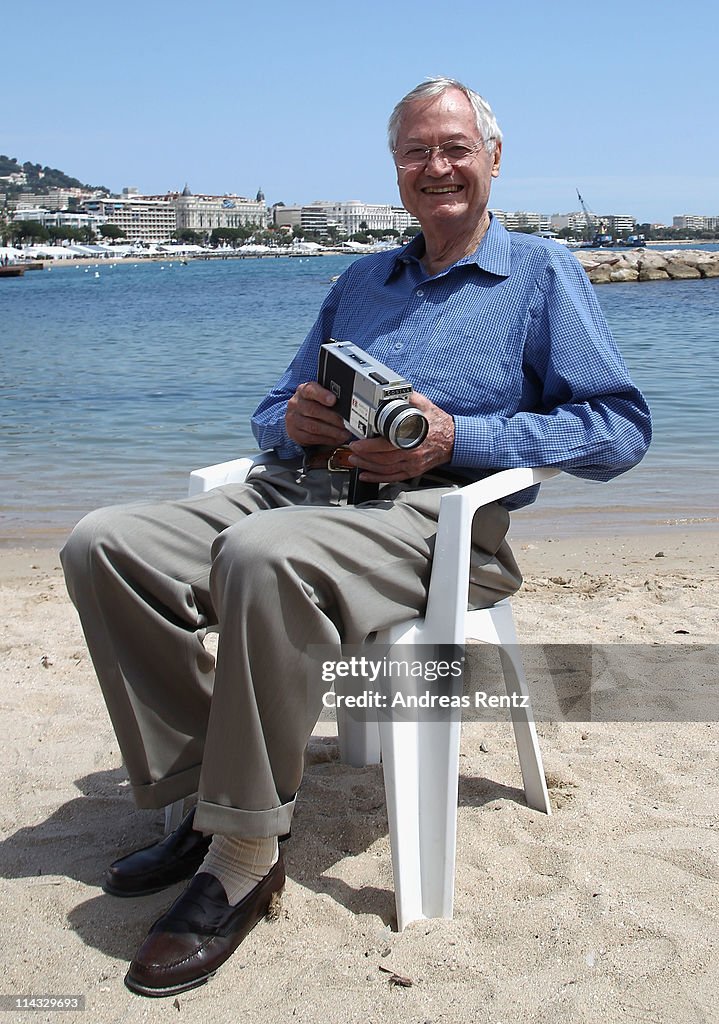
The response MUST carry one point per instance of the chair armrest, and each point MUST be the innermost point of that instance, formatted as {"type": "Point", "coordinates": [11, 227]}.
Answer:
{"type": "Point", "coordinates": [234, 471]}
{"type": "Point", "coordinates": [450, 580]}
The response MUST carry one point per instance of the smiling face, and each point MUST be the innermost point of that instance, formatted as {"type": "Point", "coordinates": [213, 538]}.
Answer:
{"type": "Point", "coordinates": [446, 199]}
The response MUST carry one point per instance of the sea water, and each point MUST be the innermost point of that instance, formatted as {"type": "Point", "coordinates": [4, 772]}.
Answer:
{"type": "Point", "coordinates": [118, 379]}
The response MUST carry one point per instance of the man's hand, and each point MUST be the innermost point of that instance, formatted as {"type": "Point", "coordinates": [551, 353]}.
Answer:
{"type": "Point", "coordinates": [310, 420]}
{"type": "Point", "coordinates": [382, 463]}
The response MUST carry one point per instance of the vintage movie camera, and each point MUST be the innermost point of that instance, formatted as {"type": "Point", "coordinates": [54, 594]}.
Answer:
{"type": "Point", "coordinates": [371, 398]}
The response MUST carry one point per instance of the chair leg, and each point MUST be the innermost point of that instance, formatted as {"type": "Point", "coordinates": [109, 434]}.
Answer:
{"type": "Point", "coordinates": [421, 769]}
{"type": "Point", "coordinates": [358, 740]}
{"type": "Point", "coordinates": [524, 731]}
{"type": "Point", "coordinates": [173, 815]}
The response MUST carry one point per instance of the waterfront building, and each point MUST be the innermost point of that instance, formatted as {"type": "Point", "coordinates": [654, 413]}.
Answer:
{"type": "Point", "coordinates": [694, 222]}
{"type": "Point", "coordinates": [156, 218]}
{"type": "Point", "coordinates": [348, 217]}
{"type": "Point", "coordinates": [522, 220]}
{"type": "Point", "coordinates": [146, 218]}
{"type": "Point", "coordinates": [204, 213]}
{"type": "Point", "coordinates": [59, 218]}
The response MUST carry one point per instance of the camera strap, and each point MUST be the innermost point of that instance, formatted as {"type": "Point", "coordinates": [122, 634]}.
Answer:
{"type": "Point", "coordinates": [360, 491]}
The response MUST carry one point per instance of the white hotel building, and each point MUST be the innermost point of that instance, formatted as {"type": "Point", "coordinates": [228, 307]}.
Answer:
{"type": "Point", "coordinates": [156, 218]}
{"type": "Point", "coordinates": [346, 217]}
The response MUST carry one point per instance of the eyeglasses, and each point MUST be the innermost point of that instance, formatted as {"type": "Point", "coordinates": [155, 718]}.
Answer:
{"type": "Point", "coordinates": [453, 152]}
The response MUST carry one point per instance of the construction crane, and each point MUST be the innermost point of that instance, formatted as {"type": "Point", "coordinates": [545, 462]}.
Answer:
{"type": "Point", "coordinates": [597, 230]}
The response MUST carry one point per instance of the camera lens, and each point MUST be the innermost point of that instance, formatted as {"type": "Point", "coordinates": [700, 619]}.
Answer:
{"type": "Point", "coordinates": [402, 424]}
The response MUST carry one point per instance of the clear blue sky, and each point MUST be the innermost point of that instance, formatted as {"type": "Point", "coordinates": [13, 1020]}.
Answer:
{"type": "Point", "coordinates": [617, 98]}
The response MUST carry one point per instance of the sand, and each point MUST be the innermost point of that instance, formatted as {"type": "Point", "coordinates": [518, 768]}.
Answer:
{"type": "Point", "coordinates": [606, 910]}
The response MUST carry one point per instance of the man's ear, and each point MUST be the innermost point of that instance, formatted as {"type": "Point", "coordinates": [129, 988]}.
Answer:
{"type": "Point", "coordinates": [497, 159]}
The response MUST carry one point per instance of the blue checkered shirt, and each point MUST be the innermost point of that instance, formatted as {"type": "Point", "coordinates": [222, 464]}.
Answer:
{"type": "Point", "coordinates": [510, 341]}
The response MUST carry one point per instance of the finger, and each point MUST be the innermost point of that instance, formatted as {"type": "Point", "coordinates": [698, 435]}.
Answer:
{"type": "Point", "coordinates": [313, 391]}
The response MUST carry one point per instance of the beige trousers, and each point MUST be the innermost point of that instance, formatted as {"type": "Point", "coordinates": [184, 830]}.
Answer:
{"type": "Point", "coordinates": [279, 563]}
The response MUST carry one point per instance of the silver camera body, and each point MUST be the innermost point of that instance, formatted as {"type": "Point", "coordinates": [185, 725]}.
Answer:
{"type": "Point", "coordinates": [371, 398]}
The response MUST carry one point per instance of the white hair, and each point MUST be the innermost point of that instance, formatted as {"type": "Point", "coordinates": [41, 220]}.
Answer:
{"type": "Point", "coordinates": [487, 122]}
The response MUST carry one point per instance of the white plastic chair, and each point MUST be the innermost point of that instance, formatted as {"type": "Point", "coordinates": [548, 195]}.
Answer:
{"type": "Point", "coordinates": [420, 759]}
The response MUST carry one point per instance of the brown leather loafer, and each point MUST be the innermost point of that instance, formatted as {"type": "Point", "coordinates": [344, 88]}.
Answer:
{"type": "Point", "coordinates": [198, 934]}
{"type": "Point", "coordinates": [155, 867]}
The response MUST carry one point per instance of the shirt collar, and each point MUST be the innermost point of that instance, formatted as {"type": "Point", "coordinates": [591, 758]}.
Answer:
{"type": "Point", "coordinates": [492, 255]}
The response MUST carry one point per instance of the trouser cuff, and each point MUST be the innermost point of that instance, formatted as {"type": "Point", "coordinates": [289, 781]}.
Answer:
{"type": "Point", "coordinates": [167, 791]}
{"type": "Point", "coordinates": [243, 824]}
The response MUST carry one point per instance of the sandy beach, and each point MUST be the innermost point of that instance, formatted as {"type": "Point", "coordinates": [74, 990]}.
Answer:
{"type": "Point", "coordinates": [604, 911]}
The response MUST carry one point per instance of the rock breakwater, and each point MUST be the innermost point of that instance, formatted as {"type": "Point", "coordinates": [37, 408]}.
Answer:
{"type": "Point", "coordinates": [648, 264]}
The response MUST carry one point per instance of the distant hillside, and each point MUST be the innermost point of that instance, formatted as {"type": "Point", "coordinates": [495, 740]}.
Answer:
{"type": "Point", "coordinates": [39, 179]}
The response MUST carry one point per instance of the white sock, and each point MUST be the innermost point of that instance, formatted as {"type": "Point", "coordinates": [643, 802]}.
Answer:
{"type": "Point", "coordinates": [240, 863]}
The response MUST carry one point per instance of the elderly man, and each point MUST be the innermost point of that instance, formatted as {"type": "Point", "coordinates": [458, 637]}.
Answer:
{"type": "Point", "coordinates": [512, 364]}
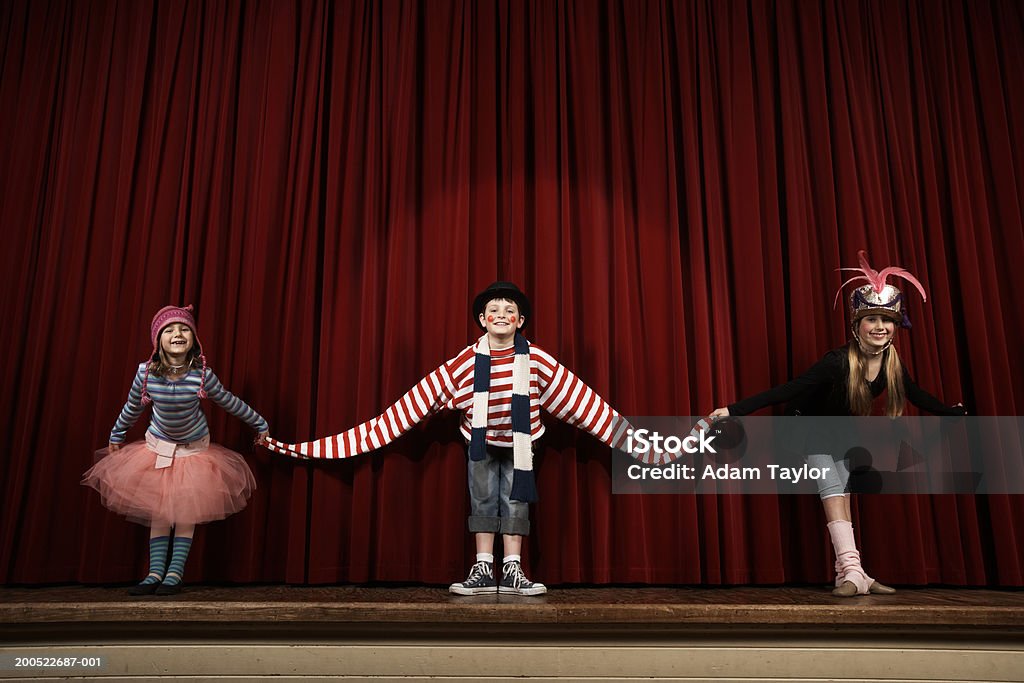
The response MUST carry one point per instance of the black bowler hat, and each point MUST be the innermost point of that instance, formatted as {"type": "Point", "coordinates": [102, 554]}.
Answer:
{"type": "Point", "coordinates": [502, 290]}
------------------------------------------------
- **WHAT IS NEEDED**:
Beginning with the line where "The response MUST carry one point per instance of the elderly" appears, reproduce every remaining line of the listing above, the last one included, but none of the pictures.

- **RESPONSE TO THE EXERCISE**:
The response MUST carry one point per instance of the elderly man, and each point MUST be the innermost point of that instance, formatted as {"type": "Point", "coordinates": [458, 637]}.
Answer:
{"type": "Point", "coordinates": [512, 364]}
The response MUST carry one point per instance of the black bowler hat, and each point MUST be the innermost point of that instance, formatted as {"type": "Point", "coordinates": [102, 554]}.
Answer:
{"type": "Point", "coordinates": [502, 290]}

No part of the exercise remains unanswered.